* start RECORDS FOR THIS TASK *
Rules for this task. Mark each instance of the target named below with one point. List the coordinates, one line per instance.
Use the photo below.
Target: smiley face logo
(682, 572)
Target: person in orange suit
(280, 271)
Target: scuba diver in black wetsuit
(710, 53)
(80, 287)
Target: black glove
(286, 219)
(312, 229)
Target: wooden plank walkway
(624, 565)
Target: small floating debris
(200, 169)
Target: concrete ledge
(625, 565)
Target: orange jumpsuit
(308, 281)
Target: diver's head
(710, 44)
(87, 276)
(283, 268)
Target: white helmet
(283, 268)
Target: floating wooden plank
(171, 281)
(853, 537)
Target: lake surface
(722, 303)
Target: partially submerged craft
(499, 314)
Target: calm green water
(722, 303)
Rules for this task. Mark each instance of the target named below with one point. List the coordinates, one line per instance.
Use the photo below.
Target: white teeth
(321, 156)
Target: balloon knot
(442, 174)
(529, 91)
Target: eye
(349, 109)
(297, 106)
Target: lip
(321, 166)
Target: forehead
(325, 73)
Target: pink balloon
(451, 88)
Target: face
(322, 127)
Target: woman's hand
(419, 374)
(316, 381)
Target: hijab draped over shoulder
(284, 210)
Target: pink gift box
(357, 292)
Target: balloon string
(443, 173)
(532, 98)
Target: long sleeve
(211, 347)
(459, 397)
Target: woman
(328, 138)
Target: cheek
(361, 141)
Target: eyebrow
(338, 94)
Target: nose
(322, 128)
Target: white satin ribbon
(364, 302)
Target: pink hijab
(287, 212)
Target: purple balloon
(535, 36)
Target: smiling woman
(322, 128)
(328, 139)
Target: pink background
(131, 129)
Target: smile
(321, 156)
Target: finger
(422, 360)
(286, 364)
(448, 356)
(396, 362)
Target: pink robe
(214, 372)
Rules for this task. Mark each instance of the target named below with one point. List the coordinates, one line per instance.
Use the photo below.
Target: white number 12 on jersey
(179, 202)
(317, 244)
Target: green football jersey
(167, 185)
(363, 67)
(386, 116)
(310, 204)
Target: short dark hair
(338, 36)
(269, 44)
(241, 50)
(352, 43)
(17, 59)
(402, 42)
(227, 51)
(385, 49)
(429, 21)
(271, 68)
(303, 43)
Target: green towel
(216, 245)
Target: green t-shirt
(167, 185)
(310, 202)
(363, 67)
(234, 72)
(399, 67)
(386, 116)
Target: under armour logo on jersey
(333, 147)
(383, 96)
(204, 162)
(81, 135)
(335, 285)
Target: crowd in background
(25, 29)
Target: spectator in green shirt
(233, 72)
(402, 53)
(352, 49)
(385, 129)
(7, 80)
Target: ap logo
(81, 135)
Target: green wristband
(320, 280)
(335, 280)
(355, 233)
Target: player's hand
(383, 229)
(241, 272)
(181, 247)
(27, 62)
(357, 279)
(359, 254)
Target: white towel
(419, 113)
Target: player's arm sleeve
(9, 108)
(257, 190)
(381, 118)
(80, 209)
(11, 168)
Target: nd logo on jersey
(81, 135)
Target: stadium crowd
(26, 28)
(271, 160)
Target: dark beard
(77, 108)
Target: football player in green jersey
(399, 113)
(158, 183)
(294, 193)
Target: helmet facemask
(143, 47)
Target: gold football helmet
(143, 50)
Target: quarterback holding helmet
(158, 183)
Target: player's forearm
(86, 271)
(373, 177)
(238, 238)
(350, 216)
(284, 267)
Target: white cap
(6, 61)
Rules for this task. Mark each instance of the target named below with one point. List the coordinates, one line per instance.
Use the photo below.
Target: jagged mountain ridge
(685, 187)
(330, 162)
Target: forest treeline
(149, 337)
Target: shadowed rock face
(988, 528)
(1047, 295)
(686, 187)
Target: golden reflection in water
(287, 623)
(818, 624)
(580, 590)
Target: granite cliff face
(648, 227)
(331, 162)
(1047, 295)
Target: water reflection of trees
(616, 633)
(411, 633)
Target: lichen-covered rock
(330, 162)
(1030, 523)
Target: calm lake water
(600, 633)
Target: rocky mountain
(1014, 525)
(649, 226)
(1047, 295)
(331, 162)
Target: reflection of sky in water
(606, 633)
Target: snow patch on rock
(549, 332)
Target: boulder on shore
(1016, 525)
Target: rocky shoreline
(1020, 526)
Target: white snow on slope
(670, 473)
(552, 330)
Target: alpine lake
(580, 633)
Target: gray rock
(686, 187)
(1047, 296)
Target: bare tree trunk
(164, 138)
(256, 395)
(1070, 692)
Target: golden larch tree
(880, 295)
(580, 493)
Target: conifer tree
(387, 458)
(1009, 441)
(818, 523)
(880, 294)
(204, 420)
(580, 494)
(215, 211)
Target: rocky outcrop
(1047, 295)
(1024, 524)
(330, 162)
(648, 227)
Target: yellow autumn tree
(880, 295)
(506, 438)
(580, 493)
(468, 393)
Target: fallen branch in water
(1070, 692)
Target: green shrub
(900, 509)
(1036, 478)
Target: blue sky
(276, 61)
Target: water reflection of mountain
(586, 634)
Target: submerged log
* end RECORDS FOR THIS TASK *
> [GIVEN EXERCISE]: Update these lines by replacing every instance of "conifer tree" with "evergreen tree", and leave everything else unchanged.

> [WRITTEN SOLUTION]:
Rules for this task. Mark each instance of the target named below with one point. List the coordinates, one line per instance.
Use the photo below.
Target: smiley face logo
(682, 572)
Target: person in orange suit
(280, 271)
Target: scuba diver in black wetsuit
(710, 53)
(80, 287)
Target: black glove
(286, 219)
(312, 229)
Target: wooden plank walkway
(624, 565)
Target: small floating debris
(200, 169)
Target: concrete ledge
(625, 565)
Target: orange jumpsuit
(308, 281)
Target: diver's head
(710, 44)
(87, 276)
(283, 268)
Target: white helmet
(283, 268)
Target: floating wooden plank
(171, 281)
(853, 537)
Target: lake surface
(722, 303)
Target: partially submerged craft
(499, 314)
Target: calm green water
(722, 303)
Rules for this task. Mark each instance of the target named below with one point. List the coordinates, one line per instance.
Use the photo below.
Target: white teeth
(321, 156)
Target: balloon knot
(442, 174)
(529, 91)
Target: eye
(349, 109)
(297, 106)
Target: lip
(321, 166)
Target: forehead
(325, 73)
Target: pink balloon
(451, 88)
Target: face
(322, 127)
Target: woman's hand
(419, 374)
(316, 381)
Target: hijab draped over shoulder
(284, 210)
Target: pink gift box
(357, 292)
Target: balloon string
(443, 173)
(532, 98)
Target: long sleeve
(211, 347)
(459, 397)
Target: woman
(328, 138)
Target: cheek
(361, 141)
Target: eyebrow
(338, 94)
Target: nose
(322, 128)
Target: white satin ribbon
(364, 302)
Target: pink hijab
(287, 212)
Target: purple balloon
(535, 36)
Target: smiling woman
(322, 128)
(328, 139)
Target: pink background
(131, 129)
Target: smile
(321, 156)
Target: finger
(422, 360)
(286, 364)
(448, 356)
(396, 362)
Target: pink robe
(214, 372)
Rules for this task. Mark each instance of the target named below with one point. List the coordinates, one line per instance.
Use the photo below.
Target: white number 12 on jersey
(179, 202)
(317, 244)
Target: green football jersey
(167, 185)
(363, 67)
(386, 116)
(310, 204)
Target: short dark hair
(338, 36)
(269, 44)
(241, 50)
(352, 43)
(17, 59)
(402, 42)
(227, 51)
(385, 49)
(429, 21)
(271, 68)
(303, 43)
Target: green towel
(216, 245)
Target: green t-shirt
(167, 185)
(310, 202)
(363, 67)
(234, 72)
(399, 67)
(386, 116)
Target: under armour logo on jersey
(333, 147)
(383, 96)
(204, 162)
(81, 135)
(335, 285)
Target: crowd in background
(25, 29)
Target: spectator in green shirt
(233, 72)
(402, 53)
(352, 49)
(385, 129)
(7, 80)
Target: ap logo
(81, 135)
Target: green wristband
(320, 280)
(335, 280)
(355, 233)
Target: player's hand
(383, 229)
(241, 272)
(181, 247)
(27, 62)
(357, 279)
(359, 254)
Target: white towel
(419, 113)
Target: player's arm sleeve
(9, 108)
(257, 190)
(381, 118)
(80, 209)
(11, 168)
Target: nd logo on jersey
(81, 135)
Target: stadium crowd
(26, 28)
(271, 160)
Target: dark beard
(77, 108)
Target: football player in green jersey
(399, 113)
(158, 183)
(294, 193)
Target: helmet facemask
(143, 47)
Target: gold football helmet
(143, 50)
Target: quarterback holding helmet
(158, 183)
Target: player's forearm
(86, 271)
(373, 177)
(238, 238)
(350, 216)
(284, 267)
Target: white cap
(6, 61)
Rules for this task. Mark each instance of the target named below with one point. List the coordinates, one line per instance.
Use the photo below.
Target: jagged mountain ridge
(685, 187)
(330, 162)
Target: forest treeline
(149, 337)
Target: shadowed rock face
(988, 528)
(1047, 295)
(686, 187)
Target: golden reflection in water
(287, 623)
(818, 624)
(580, 590)
Target: granite cliff face
(648, 227)
(331, 162)
(1047, 295)
Target: water reflection of trees
(616, 633)
(411, 633)
Target: lichen-covered rock
(330, 162)
(1030, 523)
Target: calm lake water
(600, 633)
Target: rocky mountain
(1014, 525)
(649, 226)
(1047, 295)
(331, 162)
Target: reflection of sky in water
(606, 633)
Target: snow patch on rock
(549, 332)
Target: boulder on shore
(1016, 525)
Target: rocky shoreline
(1020, 526)
Target: white snow on slope
(670, 473)
(552, 330)
Target: alpine lake
(580, 633)
Target: gray rock
(686, 187)
(1047, 296)
Target: bare tree trunk
(164, 138)
(256, 395)
(1070, 692)
Target: golden larch tree
(880, 295)
(580, 493)
Target: evergreen tree
(387, 458)
(1009, 441)
(818, 523)
(880, 294)
(204, 420)
(580, 494)
(215, 211)
Target: rocky outcrop
(1047, 295)
(1024, 524)
(330, 162)
(648, 227)
Target: yellow autumn tree
(880, 295)
(506, 438)
(580, 493)
(468, 393)
Target: fallen branch in water
(1070, 692)
Target: green shrub
(900, 509)
(1036, 478)
Target: blue sky
(276, 61)
Target: water reflection of mountain
(586, 634)
Target: submerged log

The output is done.